DATA EXCERPTS section start
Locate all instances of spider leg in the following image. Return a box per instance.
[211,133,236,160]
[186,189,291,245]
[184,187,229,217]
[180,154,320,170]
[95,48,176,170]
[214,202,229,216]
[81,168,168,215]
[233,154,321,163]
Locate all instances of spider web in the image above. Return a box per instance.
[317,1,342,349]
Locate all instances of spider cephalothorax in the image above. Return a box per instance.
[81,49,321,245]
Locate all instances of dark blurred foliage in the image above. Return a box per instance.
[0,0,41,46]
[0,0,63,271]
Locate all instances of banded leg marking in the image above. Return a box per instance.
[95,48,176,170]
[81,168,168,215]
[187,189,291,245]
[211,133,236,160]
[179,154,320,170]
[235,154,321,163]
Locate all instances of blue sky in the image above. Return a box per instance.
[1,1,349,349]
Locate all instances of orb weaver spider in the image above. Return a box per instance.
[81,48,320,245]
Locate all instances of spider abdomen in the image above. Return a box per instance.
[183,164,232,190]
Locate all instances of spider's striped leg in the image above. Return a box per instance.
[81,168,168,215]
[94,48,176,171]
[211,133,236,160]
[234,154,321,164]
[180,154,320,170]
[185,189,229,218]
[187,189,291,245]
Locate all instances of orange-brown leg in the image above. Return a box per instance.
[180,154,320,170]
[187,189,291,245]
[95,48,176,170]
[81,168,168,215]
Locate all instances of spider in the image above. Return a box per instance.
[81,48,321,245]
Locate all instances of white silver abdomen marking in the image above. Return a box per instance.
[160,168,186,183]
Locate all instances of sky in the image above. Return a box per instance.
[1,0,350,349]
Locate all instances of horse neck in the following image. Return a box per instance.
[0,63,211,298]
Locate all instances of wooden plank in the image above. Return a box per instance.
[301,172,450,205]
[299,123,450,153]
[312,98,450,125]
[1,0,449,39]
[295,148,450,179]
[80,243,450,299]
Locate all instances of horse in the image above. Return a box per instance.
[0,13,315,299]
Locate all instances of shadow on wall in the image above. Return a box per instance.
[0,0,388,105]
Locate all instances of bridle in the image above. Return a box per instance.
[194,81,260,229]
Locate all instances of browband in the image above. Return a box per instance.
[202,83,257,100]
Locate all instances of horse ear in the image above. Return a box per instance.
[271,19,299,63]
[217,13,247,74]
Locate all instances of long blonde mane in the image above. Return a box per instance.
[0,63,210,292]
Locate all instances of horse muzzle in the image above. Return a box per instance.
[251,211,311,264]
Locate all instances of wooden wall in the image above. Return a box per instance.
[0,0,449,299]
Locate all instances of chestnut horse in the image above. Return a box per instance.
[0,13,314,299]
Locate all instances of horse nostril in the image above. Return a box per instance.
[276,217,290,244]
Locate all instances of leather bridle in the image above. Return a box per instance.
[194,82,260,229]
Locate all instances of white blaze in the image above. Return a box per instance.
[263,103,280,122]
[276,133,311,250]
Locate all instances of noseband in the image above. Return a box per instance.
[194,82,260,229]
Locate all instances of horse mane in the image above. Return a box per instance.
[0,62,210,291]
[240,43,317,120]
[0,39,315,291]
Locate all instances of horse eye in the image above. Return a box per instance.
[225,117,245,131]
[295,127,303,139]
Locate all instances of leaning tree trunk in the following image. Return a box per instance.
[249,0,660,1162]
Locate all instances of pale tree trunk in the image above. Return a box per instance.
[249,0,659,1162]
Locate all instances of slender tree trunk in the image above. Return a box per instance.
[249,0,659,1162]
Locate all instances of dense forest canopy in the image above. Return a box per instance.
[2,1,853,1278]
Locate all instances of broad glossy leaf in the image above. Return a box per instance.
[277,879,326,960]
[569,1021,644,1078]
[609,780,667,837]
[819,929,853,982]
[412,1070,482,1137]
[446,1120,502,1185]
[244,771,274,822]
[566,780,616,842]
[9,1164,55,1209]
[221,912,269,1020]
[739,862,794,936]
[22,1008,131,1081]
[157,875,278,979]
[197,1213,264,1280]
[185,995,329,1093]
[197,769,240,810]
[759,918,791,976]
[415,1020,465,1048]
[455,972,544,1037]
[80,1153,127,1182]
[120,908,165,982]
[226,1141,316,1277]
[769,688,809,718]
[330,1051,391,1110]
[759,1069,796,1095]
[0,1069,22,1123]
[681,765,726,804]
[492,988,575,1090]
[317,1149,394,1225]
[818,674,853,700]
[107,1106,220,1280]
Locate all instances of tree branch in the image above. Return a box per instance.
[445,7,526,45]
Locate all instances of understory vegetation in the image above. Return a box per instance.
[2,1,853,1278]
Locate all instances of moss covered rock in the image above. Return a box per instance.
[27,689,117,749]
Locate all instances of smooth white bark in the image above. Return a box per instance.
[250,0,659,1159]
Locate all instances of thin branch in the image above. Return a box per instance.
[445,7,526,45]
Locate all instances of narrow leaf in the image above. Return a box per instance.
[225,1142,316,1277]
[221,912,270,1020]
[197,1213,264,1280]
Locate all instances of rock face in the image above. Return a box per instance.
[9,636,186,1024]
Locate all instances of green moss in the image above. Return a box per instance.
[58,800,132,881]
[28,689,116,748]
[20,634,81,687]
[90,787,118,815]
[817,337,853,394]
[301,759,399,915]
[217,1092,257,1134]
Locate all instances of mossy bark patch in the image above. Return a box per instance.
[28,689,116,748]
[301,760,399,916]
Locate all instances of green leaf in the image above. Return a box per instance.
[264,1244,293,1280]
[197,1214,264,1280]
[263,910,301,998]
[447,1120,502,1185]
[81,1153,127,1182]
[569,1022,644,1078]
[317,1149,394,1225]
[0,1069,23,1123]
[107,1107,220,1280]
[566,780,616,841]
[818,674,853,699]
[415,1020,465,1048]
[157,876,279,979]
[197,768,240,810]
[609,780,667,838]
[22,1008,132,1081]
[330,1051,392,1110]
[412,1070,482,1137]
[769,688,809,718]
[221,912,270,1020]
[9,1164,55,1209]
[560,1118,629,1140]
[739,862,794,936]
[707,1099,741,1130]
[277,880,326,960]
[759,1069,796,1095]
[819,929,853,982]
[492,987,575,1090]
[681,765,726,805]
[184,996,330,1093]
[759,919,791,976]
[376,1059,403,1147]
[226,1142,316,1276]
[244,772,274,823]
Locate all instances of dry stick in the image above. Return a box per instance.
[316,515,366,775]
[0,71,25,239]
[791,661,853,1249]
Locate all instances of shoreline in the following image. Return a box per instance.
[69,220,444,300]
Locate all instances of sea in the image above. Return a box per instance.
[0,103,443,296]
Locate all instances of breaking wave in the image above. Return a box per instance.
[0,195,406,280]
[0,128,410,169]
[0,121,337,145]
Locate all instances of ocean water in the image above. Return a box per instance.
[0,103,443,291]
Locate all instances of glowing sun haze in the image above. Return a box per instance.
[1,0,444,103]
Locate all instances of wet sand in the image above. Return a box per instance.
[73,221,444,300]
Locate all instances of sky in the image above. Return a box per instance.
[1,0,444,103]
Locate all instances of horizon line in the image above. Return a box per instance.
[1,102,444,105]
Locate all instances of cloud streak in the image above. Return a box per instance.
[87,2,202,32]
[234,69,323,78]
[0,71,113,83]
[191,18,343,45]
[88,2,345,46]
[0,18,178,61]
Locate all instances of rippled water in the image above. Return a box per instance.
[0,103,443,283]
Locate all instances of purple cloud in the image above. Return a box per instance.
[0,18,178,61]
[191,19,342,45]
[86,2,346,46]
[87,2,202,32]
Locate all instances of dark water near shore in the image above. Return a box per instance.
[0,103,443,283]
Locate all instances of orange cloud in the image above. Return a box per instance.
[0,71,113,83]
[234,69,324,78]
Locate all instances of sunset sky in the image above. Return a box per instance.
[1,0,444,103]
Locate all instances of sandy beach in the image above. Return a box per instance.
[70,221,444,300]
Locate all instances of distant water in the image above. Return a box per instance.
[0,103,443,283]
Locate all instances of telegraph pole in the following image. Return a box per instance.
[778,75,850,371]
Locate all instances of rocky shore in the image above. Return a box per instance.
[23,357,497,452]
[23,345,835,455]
DATA EXCERPTS section end
WHAT YOU NEED TO DO
Lines before the one containing "Locate all instances of sunset" are to be left out; that line and every line after it through the end of the data should be copied exactly.

ANSWER BOX
Locate all instances of sunset sky in the image above. Return a box per instance.
[1,0,444,103]
Locate all instances of sandy beach in the image above. Return a box per instance.
[70,221,444,300]
Locate all instances of distant water in the image above. Return a box per instance.
[0,103,443,283]
Locate all instances of telegraph pole in the following image. Return a box per instance.
[778,75,850,371]
Locate all instances of rocky shore in the image above. Return a box per instance.
[23,357,497,452]
[23,345,835,455]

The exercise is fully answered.